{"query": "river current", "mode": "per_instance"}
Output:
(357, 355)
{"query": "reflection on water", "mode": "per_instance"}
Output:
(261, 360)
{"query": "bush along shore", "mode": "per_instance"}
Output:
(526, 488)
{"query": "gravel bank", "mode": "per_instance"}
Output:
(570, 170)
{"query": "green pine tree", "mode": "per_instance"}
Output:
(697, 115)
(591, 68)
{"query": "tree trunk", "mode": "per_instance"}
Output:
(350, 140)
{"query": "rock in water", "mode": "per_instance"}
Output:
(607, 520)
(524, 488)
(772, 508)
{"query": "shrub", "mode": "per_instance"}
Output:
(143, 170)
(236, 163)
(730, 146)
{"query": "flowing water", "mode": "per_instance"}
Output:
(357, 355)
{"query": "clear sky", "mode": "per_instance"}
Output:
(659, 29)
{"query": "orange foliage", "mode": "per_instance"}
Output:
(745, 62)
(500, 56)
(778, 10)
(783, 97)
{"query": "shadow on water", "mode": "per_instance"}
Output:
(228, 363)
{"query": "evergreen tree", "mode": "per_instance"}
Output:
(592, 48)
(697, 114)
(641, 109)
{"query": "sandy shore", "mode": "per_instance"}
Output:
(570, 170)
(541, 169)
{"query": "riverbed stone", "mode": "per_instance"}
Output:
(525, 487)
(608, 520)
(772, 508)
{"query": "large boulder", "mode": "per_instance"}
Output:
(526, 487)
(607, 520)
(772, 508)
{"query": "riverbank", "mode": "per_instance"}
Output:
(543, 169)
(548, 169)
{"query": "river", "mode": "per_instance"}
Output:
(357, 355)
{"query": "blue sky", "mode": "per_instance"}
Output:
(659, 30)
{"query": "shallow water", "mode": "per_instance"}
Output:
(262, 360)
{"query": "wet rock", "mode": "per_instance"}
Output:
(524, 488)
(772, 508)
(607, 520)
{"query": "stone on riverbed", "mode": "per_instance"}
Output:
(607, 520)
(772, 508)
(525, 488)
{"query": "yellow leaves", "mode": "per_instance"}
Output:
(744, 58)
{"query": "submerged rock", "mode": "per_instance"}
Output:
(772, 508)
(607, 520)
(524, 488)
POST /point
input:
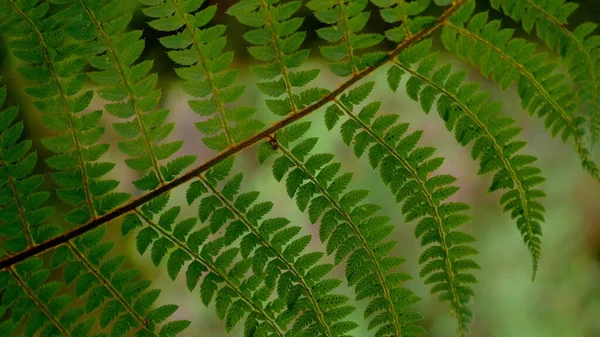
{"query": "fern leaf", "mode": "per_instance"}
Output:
(576, 47)
(115, 297)
(346, 20)
(276, 41)
(128, 84)
(206, 69)
(406, 14)
(23, 212)
(514, 60)
(350, 229)
(223, 278)
(475, 119)
(407, 170)
(286, 250)
(56, 67)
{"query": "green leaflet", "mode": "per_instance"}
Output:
(23, 211)
(59, 97)
(119, 300)
(405, 16)
(346, 20)
(407, 170)
(508, 61)
(474, 119)
(350, 229)
(275, 39)
(206, 68)
(576, 46)
(129, 85)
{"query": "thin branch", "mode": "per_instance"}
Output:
(232, 150)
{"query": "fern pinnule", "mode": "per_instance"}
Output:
(406, 15)
(285, 249)
(350, 229)
(276, 252)
(205, 67)
(406, 170)
(276, 40)
(576, 47)
(475, 119)
(23, 212)
(346, 20)
(508, 60)
(56, 67)
(130, 88)
(39, 304)
(177, 243)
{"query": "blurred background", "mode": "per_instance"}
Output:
(563, 301)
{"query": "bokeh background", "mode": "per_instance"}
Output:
(564, 300)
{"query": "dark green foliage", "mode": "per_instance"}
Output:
(59, 276)
(351, 229)
(577, 47)
(507, 61)
(23, 210)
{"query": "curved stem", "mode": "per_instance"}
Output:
(232, 150)
(266, 243)
(111, 288)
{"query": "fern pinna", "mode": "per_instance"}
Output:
(226, 242)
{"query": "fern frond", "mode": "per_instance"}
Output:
(55, 64)
(508, 61)
(176, 243)
(206, 70)
(286, 257)
(576, 47)
(192, 174)
(276, 40)
(346, 20)
(350, 228)
(23, 212)
(94, 283)
(406, 171)
(475, 119)
(128, 84)
(27, 298)
(406, 14)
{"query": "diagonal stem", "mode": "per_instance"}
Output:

▸ Exercise details:
Write out again every line above exactly as given; the pictures do not belong in the copy.

▸ Expected answer:
{"query": "river current", "mode": "per_instance"}
Output:
(357, 355)
{"query": "reflection on water", "mode": "per_instance"}
Output:
(261, 360)
{"query": "bush along shore", "mode": "per_instance"}
Output:
(526, 488)
{"query": "gravel bank", "mode": "per_instance"}
Output:
(570, 170)
{"query": "green pine tree", "mode": "per_instance"}
Output:
(697, 115)
(591, 68)
{"query": "tree trunk", "mode": "per_instance"}
Output:
(350, 140)
{"query": "rock in water", "mode": "per_instance"}
Output:
(607, 520)
(524, 488)
(772, 508)
{"query": "shrub", "mode": "per_instance"}
Output:
(143, 170)
(236, 163)
(730, 146)
{"query": "flowing water", "mode": "per_instance"}
Output:
(357, 355)
{"query": "clear sky", "mode": "per_instance"}
Output:
(659, 29)
{"query": "orange foliage", "mode": "per_instance"}
Output:
(745, 62)
(500, 56)
(778, 10)
(783, 97)
{"query": "shadow on water", "mode": "per_instance"}
Output:
(228, 363)
{"query": "evergreen tree", "mode": "per_instance"}
Output:
(592, 48)
(697, 114)
(641, 109)
{"query": "sandy shore", "mode": "per_instance"}
Output:
(570, 170)
(541, 169)
{"query": "riverbed stone", "mode": "per_instance"}
Output:
(525, 487)
(608, 520)
(772, 508)
{"query": "large boulder", "mode": "per_instance"}
Output:
(526, 487)
(607, 520)
(772, 508)
{"query": "riverbank", "mode": "per_instance"}
Output:
(543, 169)
(548, 169)
{"query": "river", "mode": "per_instance"}
Output:
(357, 355)
{"query": "blue sky", "mode": "per_instance"}
Output:
(659, 30)
{"query": "shallow water", "mode": "per_instance"}
Output:
(262, 360)
{"query": "wet rock", "mode": "per_instance"}
Output:
(524, 488)
(772, 508)
(607, 520)
{"query": "stone on riverbed", "mode": "per_instance"}
Output:
(607, 520)
(772, 508)
(525, 488)
{"query": "yellow leaves", "mode": "per_instance"}
Output:
(744, 58)
{"query": "submerged rock", "mode": "per_instance"}
Output:
(772, 508)
(607, 520)
(524, 488)
POST /point
input:
{"query": "fern leaf", "mode": "per_instance"}
Output:
(576, 47)
(115, 297)
(346, 20)
(276, 41)
(128, 84)
(206, 69)
(406, 14)
(23, 212)
(514, 60)
(350, 229)
(223, 278)
(475, 119)
(407, 170)
(286, 250)
(56, 67)
{"query": "green leaflet", "mode": "per_instance"}
Output:
(23, 211)
(59, 97)
(119, 300)
(405, 16)
(346, 20)
(407, 170)
(508, 61)
(474, 119)
(350, 229)
(275, 39)
(206, 68)
(576, 46)
(129, 85)
{"query": "thin branch", "mode": "per_instance"}
Output:
(232, 150)
{"query": "fern pinnule", "mode": "per_instance"}
Output:
(406, 15)
(285, 249)
(350, 229)
(276, 252)
(205, 67)
(406, 170)
(276, 40)
(576, 47)
(475, 119)
(23, 212)
(346, 20)
(508, 60)
(56, 67)
(130, 88)
(39, 304)
(177, 243)
{"query": "blurred background", "mode": "per_instance"}
Output:
(563, 301)
{"query": "bokeh background", "mode": "per_instance"}
Output:
(564, 300)
{"query": "dark green foliage", "mode": "per_instance"}
Output:
(59, 276)
(351, 229)
(577, 47)
(507, 61)
(23, 210)
{"query": "curved stem", "mode": "per_instance"}
Output:
(232, 150)
(266, 243)
(111, 288)
{"query": "fern pinna", "mode": "per_instance"}
Output:
(226, 242)
{"query": "fern frond", "mode": "per_instance"}
Output:
(55, 64)
(508, 61)
(176, 243)
(206, 70)
(286, 257)
(576, 47)
(192, 174)
(276, 40)
(346, 20)
(350, 228)
(23, 212)
(94, 283)
(406, 171)
(475, 119)
(128, 84)
(27, 298)
(406, 14)
{"query": "diagonal stem", "mode": "per_instance"}
Output:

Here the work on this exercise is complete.